- WHAT YOU ARE ASKED TO DO: Format the lines below as a two-column CSV with the headers "input" and "output". Give one row for each thing asked, with its wording in one quoted field and its answer in the other, replace every line break with a space, and leave the pictures out.

- DATA SECTION:
————

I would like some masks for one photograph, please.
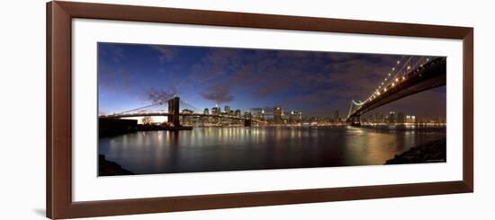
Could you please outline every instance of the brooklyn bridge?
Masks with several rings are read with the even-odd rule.
[[[376,89],[372,91],[367,98],[364,101],[351,101],[346,121],[352,126],[360,126],[361,116],[370,110],[422,91],[446,85],[446,57],[403,57],[400,60],[397,60],[390,71],[385,74],[384,80],[378,84]],[[167,110],[144,110],[153,106],[166,105],[167,105]],[[168,124],[176,128],[181,127],[181,117],[237,119],[244,121],[246,127],[250,127],[253,122],[263,122],[253,118],[251,114],[220,114],[220,112],[206,113],[192,110],[180,112],[181,105],[198,110],[179,97],[173,97],[167,101],[158,101],[120,113],[100,115],[99,118],[125,119],[165,116],[167,117]]]

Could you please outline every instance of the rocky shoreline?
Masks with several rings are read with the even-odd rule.
[[[446,139],[431,141],[395,154],[385,164],[424,163],[446,162]]]
[[[119,163],[106,160],[104,154],[98,154],[98,176],[134,175],[123,169]]]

————

- THE REPLY:
input,output
"I would like some masks for one photograph, please. Could you please outline every instance of the brooklyn bridge? Masks with several rings are read with the even-odd rule.","[[[376,89],[372,91],[367,98],[364,101],[351,101],[346,121],[352,126],[360,126],[361,116],[370,110],[422,91],[446,85],[446,57],[403,57],[400,60],[397,60],[390,71],[385,74],[384,80],[378,84]],[[167,110],[144,110],[153,106],[166,105],[167,105]],[[168,124],[176,128],[181,127],[181,117],[237,119],[244,121],[246,127],[250,127],[253,122],[263,122],[253,118],[251,114],[220,114],[220,112],[206,113],[192,110],[180,112],[181,105],[198,110],[179,97],[173,97],[167,101],[158,101],[120,113],[100,115],[99,118],[125,119],[165,116],[167,117]]]"
"Could you please outline every instance of the rocky shoreline? Masks with several rings are read with the even-odd rule.","[[[446,139],[431,141],[395,154],[385,164],[424,163],[446,162]]] [[[119,163],[106,160],[104,154],[98,154],[98,176],[134,175],[123,169]]]"